Quoted passage:
★ ★ ★ ★ ★ ★ ★
# Aereo Expanding to Chicago, the 4th Large City to Date



## keithlock (Feb 5, 2013)

Aereo, the antenna-to-Internet TV streaming service has recently announced that they are set to launch in Chicago on September 13th this year. This marks the 4th city that Aereo will be live in, having just announced their launch details for Atlanta about a month ago.

"There's no place like Chicago and we're excited to be launching in this world-class city in September," said Aereo CEO and Founder Chet Kanojia said in a released statement.








"Consumers want more choice and flexibility when it comes to how they watch television and the enthusiastic response to our technology from people across the country has been humbling. At Aereo, we feel that we've built something meaningful for consumers and we're proud of the work we've accomplished. However, there's still much more to come as we continue our expansion into new cities throughout the summer and fall."

The company launched initially in New York City and then expanded quickly to Boston, and then Atlanta. Once live in Chicago, Aereo will have a presence in 4 of the largest cities in the United States. This isn't without some grief, as the networks frown upon what Aereo is doing, and is taking the battle to the legal system. This clearly isn't stopping Aereo from expanding their efforts though.

Essentially, they are offering over the air live television, but ported through the Internet making it available on any compatible device. More than that, the consumer has full control over the single dime-sized antenna that they "rent," and also have DVR capabilities being able to pause, rewind and fast-forward the shows they are watching. All this with no application or box to install, or any subscription to cable or satellite providers.

Since the content is being captured on the antennas rather than transmitting direct from the networks, Aereo is able to provide the signals online without paying expensive re-transmission fees. Naturally, the networks aren't enjoying this.

Compatible devices include tablets, PC's, Macs, laptops, smart phones, and TV-connected devices like the Roku and Apple TV. Other ways to watch on the TV set include attaching a computer to the big screen, or even a mobile device that supports MHL-to-HDMI technology.

Announced at the beginning of this year was talks about Aereos projected expansion efforts and their $38 million in additional funding. Cities where the service is expected to soon launch, besides Chicago, include: Austin, Baltimore, Birmingham (AL), Cleveland, Dallas, Denver, Detroit, Houston, Kansas City, Madison (WI), Miami, Minneapolis, Philadelphia, Pittsburgh, Providence (RI), Raleigh—Durham (NC), Salt Lake City, Tampa, and Washington(DC).


----------



## fschris (Oct 31, 2009)

this is pretty interesting back story with everyone (broadcasters) trying to sue barry diller.... I hope this succeeds. I just want cable to TV face more competition.


----------



## smurphy522 (Sep 21, 2010)
★ ★ ★ ★ ★ ★ ★
The data:
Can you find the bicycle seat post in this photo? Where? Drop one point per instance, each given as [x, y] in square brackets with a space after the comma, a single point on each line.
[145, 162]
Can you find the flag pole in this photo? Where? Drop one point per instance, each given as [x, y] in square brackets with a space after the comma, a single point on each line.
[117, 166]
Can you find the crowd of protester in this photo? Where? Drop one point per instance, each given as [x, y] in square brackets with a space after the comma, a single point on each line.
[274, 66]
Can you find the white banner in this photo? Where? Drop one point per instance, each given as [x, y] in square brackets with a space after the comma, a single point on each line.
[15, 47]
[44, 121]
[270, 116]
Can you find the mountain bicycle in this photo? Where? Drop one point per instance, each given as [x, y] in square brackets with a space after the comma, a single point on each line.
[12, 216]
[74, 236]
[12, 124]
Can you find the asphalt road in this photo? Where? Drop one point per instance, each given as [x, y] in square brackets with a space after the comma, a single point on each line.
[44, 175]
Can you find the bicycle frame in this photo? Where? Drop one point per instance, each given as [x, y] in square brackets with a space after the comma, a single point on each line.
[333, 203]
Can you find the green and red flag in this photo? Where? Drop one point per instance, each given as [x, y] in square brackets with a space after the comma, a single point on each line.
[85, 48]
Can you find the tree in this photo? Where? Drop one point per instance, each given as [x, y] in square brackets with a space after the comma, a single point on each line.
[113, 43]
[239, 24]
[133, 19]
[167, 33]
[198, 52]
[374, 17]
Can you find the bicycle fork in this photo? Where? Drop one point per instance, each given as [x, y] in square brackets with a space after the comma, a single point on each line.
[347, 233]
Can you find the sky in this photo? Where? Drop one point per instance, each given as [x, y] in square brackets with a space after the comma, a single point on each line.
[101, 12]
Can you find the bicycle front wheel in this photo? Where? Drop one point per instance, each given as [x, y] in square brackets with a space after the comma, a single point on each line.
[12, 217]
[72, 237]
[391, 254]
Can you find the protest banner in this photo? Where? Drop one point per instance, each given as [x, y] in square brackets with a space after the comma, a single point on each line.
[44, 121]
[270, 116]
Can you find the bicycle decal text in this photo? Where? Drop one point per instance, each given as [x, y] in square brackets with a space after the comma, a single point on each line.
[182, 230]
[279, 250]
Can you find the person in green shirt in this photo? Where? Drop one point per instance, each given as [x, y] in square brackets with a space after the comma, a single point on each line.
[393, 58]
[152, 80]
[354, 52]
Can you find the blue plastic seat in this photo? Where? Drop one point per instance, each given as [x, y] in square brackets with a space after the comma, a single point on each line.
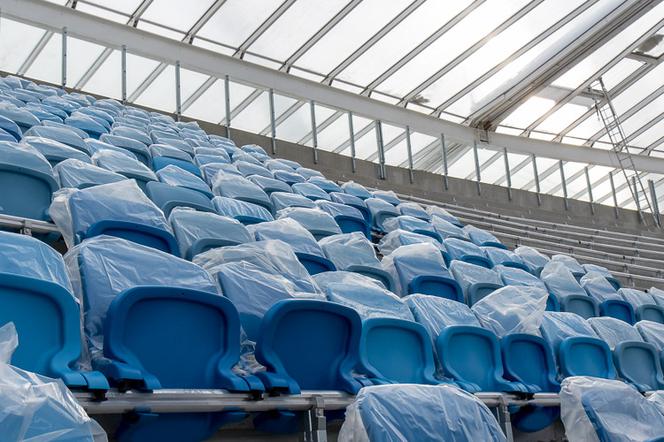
[168, 197]
[244, 212]
[636, 361]
[466, 251]
[79, 175]
[197, 232]
[240, 188]
[380, 211]
[319, 223]
[476, 282]
[610, 302]
[645, 306]
[311, 191]
[117, 209]
[420, 268]
[301, 241]
[348, 218]
[27, 180]
[352, 252]
[577, 348]
[423, 413]
[467, 353]
[36, 295]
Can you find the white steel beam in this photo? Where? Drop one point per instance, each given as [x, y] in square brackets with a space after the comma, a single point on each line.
[115, 35]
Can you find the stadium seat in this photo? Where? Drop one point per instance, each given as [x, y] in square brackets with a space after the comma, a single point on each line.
[302, 242]
[476, 282]
[353, 252]
[420, 268]
[168, 197]
[636, 361]
[577, 348]
[36, 295]
[117, 209]
[28, 181]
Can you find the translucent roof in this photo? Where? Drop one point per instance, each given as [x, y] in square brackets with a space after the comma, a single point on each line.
[520, 67]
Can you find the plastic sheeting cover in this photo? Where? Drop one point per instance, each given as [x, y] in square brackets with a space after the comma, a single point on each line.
[620, 412]
[423, 413]
[512, 309]
[34, 408]
[362, 294]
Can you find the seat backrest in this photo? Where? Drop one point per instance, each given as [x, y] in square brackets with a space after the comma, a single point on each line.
[412, 412]
[313, 344]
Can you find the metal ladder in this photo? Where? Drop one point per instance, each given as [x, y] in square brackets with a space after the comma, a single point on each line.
[607, 114]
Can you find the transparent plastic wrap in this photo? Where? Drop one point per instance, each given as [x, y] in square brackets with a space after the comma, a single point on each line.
[26, 256]
[78, 174]
[410, 261]
[363, 295]
[289, 231]
[614, 331]
[176, 176]
[408, 412]
[398, 238]
[315, 221]
[512, 309]
[34, 408]
[560, 281]
[347, 249]
[102, 267]
[598, 287]
[74, 211]
[272, 257]
[436, 313]
[652, 332]
[591, 406]
[467, 274]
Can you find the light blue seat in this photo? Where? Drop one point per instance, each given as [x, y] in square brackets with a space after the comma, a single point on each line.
[240, 188]
[411, 224]
[645, 306]
[176, 176]
[118, 209]
[27, 180]
[423, 413]
[476, 281]
[467, 353]
[124, 165]
[380, 211]
[55, 151]
[414, 210]
[156, 321]
[356, 189]
[578, 349]
[636, 361]
[197, 232]
[301, 241]
[571, 296]
[353, 252]
[610, 302]
[244, 212]
[353, 201]
[168, 197]
[269, 185]
[134, 146]
[466, 251]
[79, 175]
[348, 218]
[281, 200]
[36, 295]
[319, 223]
[420, 268]
[608, 410]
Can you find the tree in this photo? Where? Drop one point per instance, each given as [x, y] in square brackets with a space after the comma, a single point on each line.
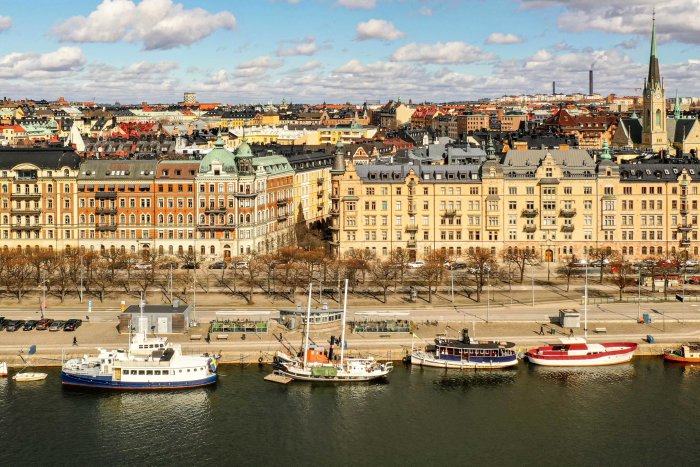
[623, 276]
[603, 256]
[568, 269]
[481, 263]
[383, 274]
[520, 257]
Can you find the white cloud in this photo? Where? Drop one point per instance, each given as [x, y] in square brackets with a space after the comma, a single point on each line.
[503, 38]
[306, 47]
[28, 65]
[377, 29]
[5, 23]
[158, 24]
[443, 53]
[357, 4]
[257, 66]
[626, 17]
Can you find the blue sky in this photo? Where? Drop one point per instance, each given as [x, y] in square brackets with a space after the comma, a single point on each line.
[338, 50]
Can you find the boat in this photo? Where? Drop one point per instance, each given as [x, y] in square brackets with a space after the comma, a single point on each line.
[318, 365]
[29, 376]
[148, 363]
[466, 353]
[688, 353]
[575, 351]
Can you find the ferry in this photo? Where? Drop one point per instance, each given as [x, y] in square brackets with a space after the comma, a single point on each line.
[148, 363]
[316, 364]
[575, 351]
[466, 353]
[689, 353]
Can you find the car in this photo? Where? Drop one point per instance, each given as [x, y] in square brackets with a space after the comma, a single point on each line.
[218, 265]
[72, 324]
[43, 324]
[14, 325]
[57, 325]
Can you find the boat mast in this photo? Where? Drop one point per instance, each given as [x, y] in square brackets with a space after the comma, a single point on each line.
[345, 312]
[308, 327]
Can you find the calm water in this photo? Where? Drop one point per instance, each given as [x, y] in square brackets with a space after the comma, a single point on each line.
[646, 413]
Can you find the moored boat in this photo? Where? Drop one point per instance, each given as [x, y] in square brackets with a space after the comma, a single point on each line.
[466, 353]
[148, 363]
[575, 351]
[688, 353]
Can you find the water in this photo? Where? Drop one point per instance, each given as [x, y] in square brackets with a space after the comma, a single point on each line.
[644, 413]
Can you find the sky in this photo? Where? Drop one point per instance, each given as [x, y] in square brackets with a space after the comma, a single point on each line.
[336, 51]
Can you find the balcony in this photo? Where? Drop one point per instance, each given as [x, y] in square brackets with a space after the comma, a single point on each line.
[26, 211]
[219, 210]
[25, 227]
[26, 195]
[105, 227]
[106, 211]
[106, 195]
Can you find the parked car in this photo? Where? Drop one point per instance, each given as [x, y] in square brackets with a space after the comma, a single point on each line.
[218, 265]
[14, 325]
[72, 324]
[43, 324]
[57, 325]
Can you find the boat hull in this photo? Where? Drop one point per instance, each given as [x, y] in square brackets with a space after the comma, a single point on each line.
[107, 382]
[679, 359]
[424, 359]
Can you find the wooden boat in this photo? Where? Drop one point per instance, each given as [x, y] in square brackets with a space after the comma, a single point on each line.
[576, 351]
[688, 353]
[29, 376]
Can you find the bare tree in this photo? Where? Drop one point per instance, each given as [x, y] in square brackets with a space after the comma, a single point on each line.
[520, 257]
[383, 274]
[481, 263]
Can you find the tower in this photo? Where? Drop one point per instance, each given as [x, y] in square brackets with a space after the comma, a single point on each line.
[654, 135]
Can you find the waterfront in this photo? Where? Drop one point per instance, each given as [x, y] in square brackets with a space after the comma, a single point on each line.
[637, 414]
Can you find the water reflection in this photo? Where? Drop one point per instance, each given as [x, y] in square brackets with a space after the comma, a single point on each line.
[576, 376]
[465, 379]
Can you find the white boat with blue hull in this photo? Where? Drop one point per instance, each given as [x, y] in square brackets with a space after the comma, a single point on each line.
[149, 363]
[466, 353]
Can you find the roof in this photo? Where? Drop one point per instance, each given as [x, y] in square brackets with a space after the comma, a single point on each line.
[44, 158]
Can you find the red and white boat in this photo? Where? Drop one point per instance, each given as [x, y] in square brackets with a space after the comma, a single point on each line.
[575, 351]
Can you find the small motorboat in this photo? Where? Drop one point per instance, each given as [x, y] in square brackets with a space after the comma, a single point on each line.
[29, 376]
[688, 353]
[576, 351]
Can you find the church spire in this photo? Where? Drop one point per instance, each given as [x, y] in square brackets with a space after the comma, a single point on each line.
[654, 78]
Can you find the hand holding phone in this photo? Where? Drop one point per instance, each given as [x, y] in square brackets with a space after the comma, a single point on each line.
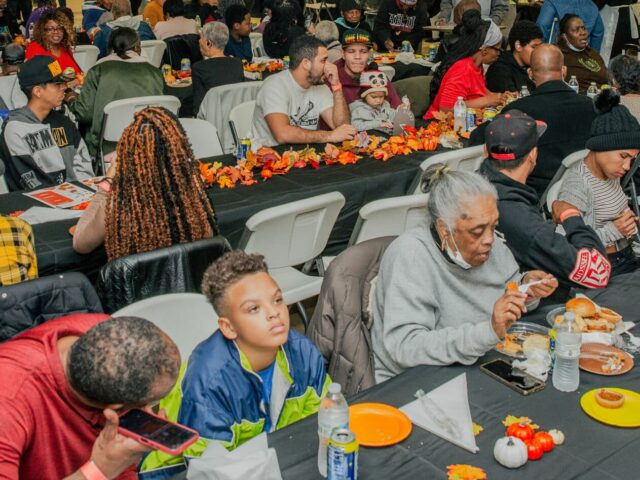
[112, 452]
[156, 432]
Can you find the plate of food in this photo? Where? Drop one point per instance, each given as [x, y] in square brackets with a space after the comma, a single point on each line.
[589, 316]
[604, 360]
[523, 337]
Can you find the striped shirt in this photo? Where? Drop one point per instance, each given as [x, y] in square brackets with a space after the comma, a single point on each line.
[608, 197]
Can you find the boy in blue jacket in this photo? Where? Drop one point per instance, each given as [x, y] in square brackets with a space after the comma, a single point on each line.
[253, 375]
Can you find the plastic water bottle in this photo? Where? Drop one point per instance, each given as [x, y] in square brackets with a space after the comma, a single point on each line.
[460, 115]
[573, 83]
[333, 413]
[566, 371]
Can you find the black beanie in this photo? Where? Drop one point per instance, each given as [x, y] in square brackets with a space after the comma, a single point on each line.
[614, 128]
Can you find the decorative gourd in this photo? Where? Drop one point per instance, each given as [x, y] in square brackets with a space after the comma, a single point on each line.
[510, 452]
[557, 435]
[521, 430]
[534, 450]
[544, 440]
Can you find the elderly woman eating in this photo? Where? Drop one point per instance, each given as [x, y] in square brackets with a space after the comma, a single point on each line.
[440, 296]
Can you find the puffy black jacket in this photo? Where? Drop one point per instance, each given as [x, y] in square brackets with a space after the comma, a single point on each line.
[28, 304]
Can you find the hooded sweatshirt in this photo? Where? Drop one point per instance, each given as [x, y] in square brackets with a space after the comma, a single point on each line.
[428, 310]
[101, 39]
[585, 9]
[41, 154]
[577, 259]
[392, 23]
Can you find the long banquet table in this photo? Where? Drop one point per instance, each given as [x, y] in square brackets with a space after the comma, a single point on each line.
[361, 183]
[592, 451]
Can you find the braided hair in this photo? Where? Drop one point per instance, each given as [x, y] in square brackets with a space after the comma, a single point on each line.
[473, 31]
[158, 198]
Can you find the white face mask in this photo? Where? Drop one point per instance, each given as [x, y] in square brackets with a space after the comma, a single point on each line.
[457, 257]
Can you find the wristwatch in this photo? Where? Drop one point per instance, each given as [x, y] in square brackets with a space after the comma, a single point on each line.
[91, 471]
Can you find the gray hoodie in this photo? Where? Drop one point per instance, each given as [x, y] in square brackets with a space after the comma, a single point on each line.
[41, 154]
[430, 311]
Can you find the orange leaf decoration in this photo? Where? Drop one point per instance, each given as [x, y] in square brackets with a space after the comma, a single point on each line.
[465, 472]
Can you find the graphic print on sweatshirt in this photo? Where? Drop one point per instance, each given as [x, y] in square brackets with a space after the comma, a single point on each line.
[402, 22]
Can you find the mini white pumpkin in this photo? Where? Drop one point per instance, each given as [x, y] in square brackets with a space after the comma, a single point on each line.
[557, 435]
[510, 452]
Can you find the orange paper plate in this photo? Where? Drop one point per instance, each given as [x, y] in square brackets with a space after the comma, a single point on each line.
[378, 425]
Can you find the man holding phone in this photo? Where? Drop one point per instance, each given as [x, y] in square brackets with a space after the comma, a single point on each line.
[62, 385]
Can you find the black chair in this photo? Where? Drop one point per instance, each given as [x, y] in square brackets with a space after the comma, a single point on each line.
[28, 304]
[179, 47]
[175, 269]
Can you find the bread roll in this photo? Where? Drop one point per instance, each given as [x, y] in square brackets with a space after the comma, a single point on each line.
[581, 306]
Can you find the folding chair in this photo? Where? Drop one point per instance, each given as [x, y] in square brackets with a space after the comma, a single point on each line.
[203, 137]
[465, 159]
[240, 119]
[188, 318]
[86, 56]
[293, 234]
[120, 113]
[153, 50]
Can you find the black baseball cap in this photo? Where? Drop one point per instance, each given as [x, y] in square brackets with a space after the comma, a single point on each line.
[514, 131]
[39, 70]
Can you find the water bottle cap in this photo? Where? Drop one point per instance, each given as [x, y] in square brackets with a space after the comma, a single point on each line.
[334, 388]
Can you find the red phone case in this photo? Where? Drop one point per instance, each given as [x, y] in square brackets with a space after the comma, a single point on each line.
[158, 446]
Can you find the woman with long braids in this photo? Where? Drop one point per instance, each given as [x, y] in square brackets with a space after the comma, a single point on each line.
[461, 74]
[53, 36]
[153, 197]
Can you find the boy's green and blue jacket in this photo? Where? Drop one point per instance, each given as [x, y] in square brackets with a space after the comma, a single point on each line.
[220, 396]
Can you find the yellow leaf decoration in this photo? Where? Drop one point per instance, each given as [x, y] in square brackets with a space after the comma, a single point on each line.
[465, 472]
[510, 419]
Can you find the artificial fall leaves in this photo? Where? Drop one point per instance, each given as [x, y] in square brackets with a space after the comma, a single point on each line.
[270, 163]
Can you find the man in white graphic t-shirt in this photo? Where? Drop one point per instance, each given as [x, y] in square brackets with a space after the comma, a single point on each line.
[290, 104]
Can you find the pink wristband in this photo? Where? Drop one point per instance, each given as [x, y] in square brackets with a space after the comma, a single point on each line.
[91, 471]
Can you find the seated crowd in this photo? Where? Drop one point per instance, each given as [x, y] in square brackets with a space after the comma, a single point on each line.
[439, 297]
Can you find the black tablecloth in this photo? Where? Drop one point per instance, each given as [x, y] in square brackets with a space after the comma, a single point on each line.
[360, 184]
[593, 451]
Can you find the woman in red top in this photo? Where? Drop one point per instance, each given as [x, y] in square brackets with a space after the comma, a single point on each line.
[53, 36]
[461, 74]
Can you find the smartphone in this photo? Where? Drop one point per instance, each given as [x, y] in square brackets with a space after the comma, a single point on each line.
[156, 432]
[518, 380]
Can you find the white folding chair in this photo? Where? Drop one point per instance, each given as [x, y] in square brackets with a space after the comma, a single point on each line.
[257, 44]
[153, 50]
[203, 137]
[293, 234]
[468, 158]
[384, 218]
[120, 113]
[550, 195]
[188, 318]
[240, 119]
[86, 56]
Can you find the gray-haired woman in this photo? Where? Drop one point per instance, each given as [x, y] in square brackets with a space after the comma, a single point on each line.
[215, 69]
[440, 297]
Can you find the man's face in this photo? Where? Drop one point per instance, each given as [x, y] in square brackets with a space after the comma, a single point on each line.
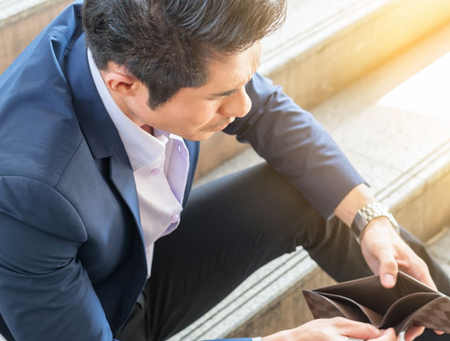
[197, 113]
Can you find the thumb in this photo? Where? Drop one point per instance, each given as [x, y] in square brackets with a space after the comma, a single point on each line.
[388, 267]
[389, 335]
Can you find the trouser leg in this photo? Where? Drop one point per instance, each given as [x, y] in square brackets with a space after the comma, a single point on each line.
[231, 227]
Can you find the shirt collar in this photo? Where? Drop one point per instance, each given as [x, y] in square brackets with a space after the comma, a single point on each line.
[142, 148]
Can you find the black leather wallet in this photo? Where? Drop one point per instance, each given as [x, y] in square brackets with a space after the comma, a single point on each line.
[409, 303]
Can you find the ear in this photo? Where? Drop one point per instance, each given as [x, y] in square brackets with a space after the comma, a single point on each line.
[119, 81]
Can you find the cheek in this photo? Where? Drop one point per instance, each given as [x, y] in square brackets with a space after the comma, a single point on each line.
[204, 114]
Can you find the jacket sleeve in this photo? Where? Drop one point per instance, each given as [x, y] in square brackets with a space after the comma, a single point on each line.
[45, 293]
[296, 145]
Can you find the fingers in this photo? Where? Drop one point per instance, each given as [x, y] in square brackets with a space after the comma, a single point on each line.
[389, 335]
[388, 267]
[413, 332]
[356, 330]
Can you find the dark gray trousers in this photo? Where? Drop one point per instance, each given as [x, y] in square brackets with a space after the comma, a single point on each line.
[231, 227]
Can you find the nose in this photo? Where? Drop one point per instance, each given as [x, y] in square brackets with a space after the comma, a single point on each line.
[237, 105]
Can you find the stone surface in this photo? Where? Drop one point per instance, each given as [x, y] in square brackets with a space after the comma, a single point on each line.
[398, 144]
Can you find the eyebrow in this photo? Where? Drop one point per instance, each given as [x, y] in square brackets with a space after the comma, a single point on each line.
[225, 93]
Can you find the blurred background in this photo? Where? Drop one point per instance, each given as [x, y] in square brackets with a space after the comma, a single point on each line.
[375, 73]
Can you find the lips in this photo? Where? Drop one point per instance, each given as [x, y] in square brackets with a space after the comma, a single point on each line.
[223, 126]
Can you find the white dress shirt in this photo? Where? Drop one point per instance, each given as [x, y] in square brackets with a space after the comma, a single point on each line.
[160, 166]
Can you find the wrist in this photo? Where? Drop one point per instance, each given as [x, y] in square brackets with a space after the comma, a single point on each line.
[369, 213]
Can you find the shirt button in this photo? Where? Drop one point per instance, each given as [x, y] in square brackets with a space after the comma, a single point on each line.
[175, 218]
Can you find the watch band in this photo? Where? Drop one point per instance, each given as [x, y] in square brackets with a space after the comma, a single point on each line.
[369, 212]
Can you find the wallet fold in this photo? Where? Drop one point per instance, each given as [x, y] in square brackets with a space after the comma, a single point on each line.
[365, 300]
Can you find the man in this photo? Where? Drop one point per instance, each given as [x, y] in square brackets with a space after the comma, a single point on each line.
[100, 237]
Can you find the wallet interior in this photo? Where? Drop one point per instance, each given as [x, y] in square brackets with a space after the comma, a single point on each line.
[366, 300]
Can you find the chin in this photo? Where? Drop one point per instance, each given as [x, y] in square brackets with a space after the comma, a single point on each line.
[204, 136]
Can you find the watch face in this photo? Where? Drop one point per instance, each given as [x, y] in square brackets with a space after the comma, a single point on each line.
[369, 212]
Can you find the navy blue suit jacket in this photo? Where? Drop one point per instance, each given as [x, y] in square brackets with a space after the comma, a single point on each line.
[72, 260]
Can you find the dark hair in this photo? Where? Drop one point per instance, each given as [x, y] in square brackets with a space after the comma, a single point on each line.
[166, 43]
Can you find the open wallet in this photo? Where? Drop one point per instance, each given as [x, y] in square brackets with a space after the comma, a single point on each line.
[365, 300]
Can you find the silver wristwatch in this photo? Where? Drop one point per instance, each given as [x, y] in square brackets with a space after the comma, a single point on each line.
[369, 212]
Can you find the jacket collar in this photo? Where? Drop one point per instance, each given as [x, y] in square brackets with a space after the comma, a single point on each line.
[97, 127]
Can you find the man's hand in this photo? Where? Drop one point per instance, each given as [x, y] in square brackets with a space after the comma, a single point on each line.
[386, 253]
[335, 329]
[383, 249]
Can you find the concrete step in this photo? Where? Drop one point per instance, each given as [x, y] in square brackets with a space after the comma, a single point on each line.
★ ★ ★ ★ ★ ★ ★
Objective 1:
Extract every line of the entries that contains the string "plate", matching case exactly.
Objective 2:
Continue the forum thread about Aereo's launch in Chicago from the point where it stops.
The forum thread about Aereo and the entries have no connection to each other.

Task result 1:
Can you find the plate of food in this photo? Where? Drop one point per instance, each given as [x, y] in square brackets with a space after the comma, a single point on each line.
Can you find the orange paper plate in this photo? Where? Drop one point per instance, each given as [x, y] in square brackets with a space after the comma, a single point on each line.

Task result 2:
fschris said:


> this is pretty interesting back story with everyone (broadcasters) trying to sue barry diller.... I hope this succeeds. I just want cable to TV face more competition.


Cable does have lots of competition....their customer/ consumer! At least that is how we are treated on Avg.


----------



## tripplej (Oct 23, 2011)

So, let me get this straight..

This "service" which you pay $8 a month is to get over the air reception for your computer and tablet? 

I would assume you need wifi at a min to get this service.

This would be good way to catch sports live (when aired on local network tv channels) when you are outside your home or away from your tv.


----------



## WooferHound (Dec 8, 2010)

This is what Cable TV used to be . . . CATV Community Antenna TeleVision , except it's through the internet ?


----------



## tripplej (Oct 23, 2011)

Instead of watching over the air reception on the TV, you can watch it on your tablet and/or smart phones.

The first round of lawsuits went to Aereo but I suspect we haven't heard the end yet.. The broadcast networks are getting ready for round 2. It should be interesting to see how it goes.


----------



## Keith Dorset (Apr 18, 2013)

I signed up for Aereo notification when they open in DC. I have little use for cable or it's costs and the bureaucratic hassle they put their customers through. Verizon is not that much better. DC has an adequate over the air broadcast list for me. However, I am in a town 2 counties out. My antenna reception is good on some channels, spotty on some, and now that leaves are on the trees, non-existent on some until fall. 8 bucks is not bad to get reliable reception from an antenna that will be, in essence, 30 miles closer to the broadcast sources. If it proves reliable I plan to get a Roku box and receive it that way. My biggest question now is whether my current higher-data-rate-than-basic DSL service plan will be adequate or if I will have to step up to cable or FIOS internet access. Does anyone in NYC or Boston have experience with it?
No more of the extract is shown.